Supplied text:
--- --- ---
Interesting..............................

----------


## Shwing

Tres...

----------


## Oedema

[QUOTE=NorthStar;393906]*as a result, the Company has been using this time as an opportunity to look
at other ways to grow the Company.
Our first step in a new direction will involve the Company in a business
that will build on our history of providing quality products on a rental or
finance basis. Eyelogic will, through a subsidiary, start to produce and
[I]market custom canvas prints from customer provided digital photographs.* /QUOTE]

And this ladies and gentlemen is the sign of a company that doesn't have any direction or hope of future growth prospects; ready to die a slow death.  If there technology was so great they should have focused on a bigger market than shady opticals: optometrists and ophthalmologist looking to delegate.  Instead they alienated and ****** off their biggest potential customer base.

----------


## idispense

Look at the outstanding lawsuits and claims. 

Consider what the judges said about Great Glasses being a sham  operator. 

Consider that B.C. has very few opticians who are licensed to perform refractions . 

Consider that B.C. is deregulated and anyone can dispense eyewear or sell contact lenses . 

Consider that any customer agreeing to this type of sight test is cheating themselves of their own eye health and only receiving 1/2 of what they need. 

Consider that the only reason to have a sight test of this nature is personal financial greed to the tester and that there is no real benefit to the consumer.

Consider that the backers of refraction have a vested interest . 

This could be the best equipment ever made but the shady back door against the law approach that all parties promoted was wrong .

What was wrong with doing a legal front door application for a "Change of Scope of Practise"  . 

Why did they refuse to approach this matter in the obvious legal way instead of supporting and promoting a bad model and wrong model and having it backfire ?

Maybe the Association and Registrars would like to step up to the plate here and answer this .

----------


## NorthStar

Stock price now at $0.185 - I can hear the swirl...
--- --- ---
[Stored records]
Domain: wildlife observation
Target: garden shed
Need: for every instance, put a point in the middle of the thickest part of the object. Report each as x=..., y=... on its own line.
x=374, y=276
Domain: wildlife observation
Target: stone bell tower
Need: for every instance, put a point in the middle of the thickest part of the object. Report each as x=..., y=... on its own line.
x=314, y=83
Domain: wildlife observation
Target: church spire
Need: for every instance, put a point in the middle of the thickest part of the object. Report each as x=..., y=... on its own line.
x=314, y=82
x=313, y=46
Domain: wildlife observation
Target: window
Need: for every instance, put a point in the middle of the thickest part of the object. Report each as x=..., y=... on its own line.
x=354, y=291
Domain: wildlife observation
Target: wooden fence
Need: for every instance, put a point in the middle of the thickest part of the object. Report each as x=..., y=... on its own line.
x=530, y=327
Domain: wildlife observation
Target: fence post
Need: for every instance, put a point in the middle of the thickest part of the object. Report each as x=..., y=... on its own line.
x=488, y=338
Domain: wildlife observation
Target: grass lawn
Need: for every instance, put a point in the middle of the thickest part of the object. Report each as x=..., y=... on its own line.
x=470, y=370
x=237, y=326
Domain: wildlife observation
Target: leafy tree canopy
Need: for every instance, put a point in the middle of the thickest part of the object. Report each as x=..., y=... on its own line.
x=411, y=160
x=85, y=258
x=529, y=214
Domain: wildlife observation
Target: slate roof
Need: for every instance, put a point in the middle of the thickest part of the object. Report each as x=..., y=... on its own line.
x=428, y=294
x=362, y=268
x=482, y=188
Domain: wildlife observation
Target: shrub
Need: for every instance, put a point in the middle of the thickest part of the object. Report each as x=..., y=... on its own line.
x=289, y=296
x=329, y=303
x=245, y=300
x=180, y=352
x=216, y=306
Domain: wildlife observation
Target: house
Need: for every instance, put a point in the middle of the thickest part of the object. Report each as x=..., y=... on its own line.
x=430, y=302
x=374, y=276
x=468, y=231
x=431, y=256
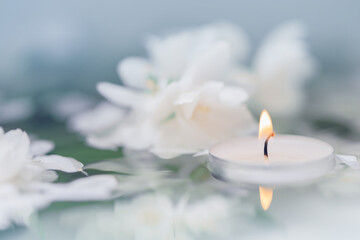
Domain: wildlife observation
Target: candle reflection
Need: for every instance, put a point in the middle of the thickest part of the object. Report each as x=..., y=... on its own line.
x=265, y=132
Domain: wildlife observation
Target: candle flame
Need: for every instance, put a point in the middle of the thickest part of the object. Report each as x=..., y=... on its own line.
x=265, y=125
x=265, y=130
x=265, y=197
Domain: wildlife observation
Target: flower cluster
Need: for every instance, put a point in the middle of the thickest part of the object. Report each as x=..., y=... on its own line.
x=26, y=176
x=191, y=92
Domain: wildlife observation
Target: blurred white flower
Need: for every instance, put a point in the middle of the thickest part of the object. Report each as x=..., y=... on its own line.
x=157, y=217
x=170, y=56
x=280, y=68
x=25, y=179
x=181, y=100
x=171, y=118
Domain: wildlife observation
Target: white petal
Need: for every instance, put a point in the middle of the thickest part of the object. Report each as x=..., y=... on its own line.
x=187, y=103
x=212, y=65
x=56, y=162
x=134, y=72
x=41, y=147
x=14, y=150
x=120, y=95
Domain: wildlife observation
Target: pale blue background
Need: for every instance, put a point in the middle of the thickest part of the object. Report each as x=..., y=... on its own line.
x=65, y=45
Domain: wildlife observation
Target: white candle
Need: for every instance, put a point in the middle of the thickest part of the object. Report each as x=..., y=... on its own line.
x=291, y=159
x=287, y=159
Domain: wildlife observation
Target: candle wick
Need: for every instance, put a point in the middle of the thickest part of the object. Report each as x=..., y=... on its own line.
x=266, y=155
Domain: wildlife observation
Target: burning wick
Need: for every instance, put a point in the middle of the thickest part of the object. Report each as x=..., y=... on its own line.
x=266, y=155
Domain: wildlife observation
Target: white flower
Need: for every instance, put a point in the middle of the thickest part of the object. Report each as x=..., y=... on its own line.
x=25, y=179
x=171, y=118
x=280, y=68
x=158, y=217
x=172, y=55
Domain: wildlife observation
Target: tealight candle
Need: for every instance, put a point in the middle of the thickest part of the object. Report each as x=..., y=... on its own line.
x=269, y=159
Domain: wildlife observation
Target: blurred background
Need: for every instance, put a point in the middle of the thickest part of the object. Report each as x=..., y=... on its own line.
x=50, y=49
x=66, y=45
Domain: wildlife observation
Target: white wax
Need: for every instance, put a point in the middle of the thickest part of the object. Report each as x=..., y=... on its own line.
x=282, y=149
x=291, y=159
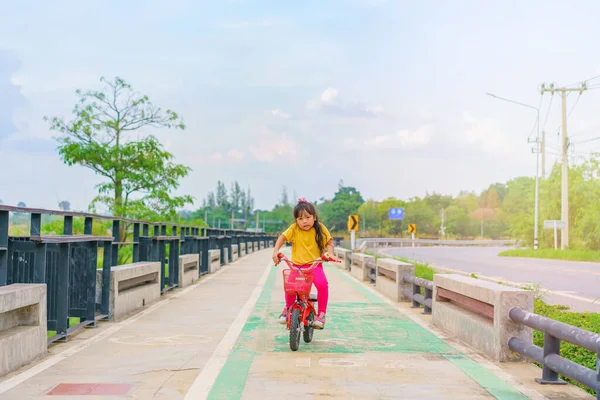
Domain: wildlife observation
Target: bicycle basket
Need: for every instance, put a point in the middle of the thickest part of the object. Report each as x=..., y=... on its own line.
x=297, y=282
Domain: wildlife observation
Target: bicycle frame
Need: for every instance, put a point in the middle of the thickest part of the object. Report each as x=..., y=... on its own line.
x=303, y=301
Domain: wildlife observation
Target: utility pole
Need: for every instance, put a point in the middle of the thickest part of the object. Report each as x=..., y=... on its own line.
x=443, y=228
x=564, y=206
x=543, y=154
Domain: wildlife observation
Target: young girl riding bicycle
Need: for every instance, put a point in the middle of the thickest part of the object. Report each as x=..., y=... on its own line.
x=310, y=239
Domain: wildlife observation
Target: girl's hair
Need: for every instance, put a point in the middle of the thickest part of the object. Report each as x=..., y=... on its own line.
x=304, y=205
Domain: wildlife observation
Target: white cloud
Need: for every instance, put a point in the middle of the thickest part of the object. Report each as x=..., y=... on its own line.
x=271, y=146
x=485, y=133
x=401, y=139
x=280, y=114
x=330, y=102
x=236, y=155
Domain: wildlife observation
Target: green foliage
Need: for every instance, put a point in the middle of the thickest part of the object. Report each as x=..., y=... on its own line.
x=140, y=174
x=587, y=321
x=347, y=200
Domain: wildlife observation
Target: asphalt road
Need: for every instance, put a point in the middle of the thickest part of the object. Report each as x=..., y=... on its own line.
--- --- ---
Study questions:
**1)** Give every username that heads a post in the forum thread about Eyelogic.
**2)** In the Eyelogic forum thread, what does the quoted company statement say Eyelogic will produce through a subsidiary?
**3)** Extend the forum thread about Eyelogic by writing the post that follows its final message.

Set of answers:
**1)** Shwing, Oedema, idispense, NorthStar

**2)** Custom canvas prints from customer-provided digital photographs.

**3)**
----------


## mike.elmes

I love my Eyelogic system!

----------


## Jacqui

I always wanted one to take on trips to the Third World. It would be better than the autorefractors that we used.

----------


## NorthStar

*Another chance for Eyelogic?* Despite a low stock price of $0.33 with a 52 wk low of $0.08. This company, 20/20 Vision Center, plans to put them in pharmacies and provide a vision testing center for the internet market.  How about a kiosk in the mall? Certainly cuts out the eye doctor but facilitates the internet purchase, thus, circumventing even the optician in the B&M stores. It seems they plan to have non-ECP personel providing the refraction as a stand alone procedure.
Press release from CNW Group
*Eyelogic signs Agreement with 20/20 Vision Center, LLC for USA distribution rights*

Tuesday, September 04, 2012
CALGARY, Sept. 4, 2012 /CNW/ - Eyelogic Systems Inc. is pleased to announce an agreement with 20/20 Vision Center, LLC for exclusive distribution rights in the United States for *remotely operated units. 20/20 is aggressively pursuing an online eye testing application where technicians and doctors from a centralized call center will perform eye testing on patients across the United States .* The 10 year agreement, with a one-time renewal option, calls for a minimum purchase of 940 units over the initial term, with at least 20 units purchased during the first year. 
Mark McDonald, President of Eyelogic, says "We are very excited to be working directly with 20/20 to bring online testing to millions of Americans. Online testing is an exciting development which has the potential to change the industry. We are very pleased 20/20 choose our world leading technology as a core component." 
Dr. Richard Ombres, 20/20's Medical Director, estimates over 200 million of the U.S. population have refractive errors that are correctable with prescription glasses or contact lenses. "The critical first part of the eye exam, so often overlooked, is an accurate refraction," says Dr. Ombres, "Eyelogic's proven refractive algorithm, which is completed through objective and subjective refraction, is failsafe and highly accurate. It consistently gives us the best visual acuities obtainable with an optimum new optical prescription for eyeglasses and contact lenses." 
Dr. Ombres went on to say, "This technology is a breakthrough for the millions of *patients who want quick access to simple and accurate refractions in between their regular eye health visits [or forgo the eye exam and its fee altogether].* However, refraction is only a part of a complete eye exam and these tests do not replace regular eye health exams performed by a qualified Optometrist or Ophthalmologist." McDonald agrees, "Since our inception, we've consistently educated patients about refraction only testing. Ensuring every patient knows the difference between refraction and an eye health exam allows them make an informed decision about their individual needs."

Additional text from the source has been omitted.